Task material START

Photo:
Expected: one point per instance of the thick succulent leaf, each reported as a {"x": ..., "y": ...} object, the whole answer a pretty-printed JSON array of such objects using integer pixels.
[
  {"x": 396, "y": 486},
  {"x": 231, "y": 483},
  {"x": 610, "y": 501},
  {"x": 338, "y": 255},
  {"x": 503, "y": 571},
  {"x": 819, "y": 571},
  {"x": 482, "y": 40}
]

Task material END

→ **Problem to solve**
Retype each entry exactly.

→ **Exercise answer**
Photo:
Expected: one point per instance of the thick succulent leaf, each reported as a {"x": ..., "y": ...} object, the whole answer a pretty-printed JSON array of such objects using integer pixels.
[
  {"x": 396, "y": 486},
  {"x": 231, "y": 483},
  {"x": 610, "y": 501},
  {"x": 338, "y": 255},
  {"x": 503, "y": 571},
  {"x": 819, "y": 571},
  {"x": 482, "y": 40}
]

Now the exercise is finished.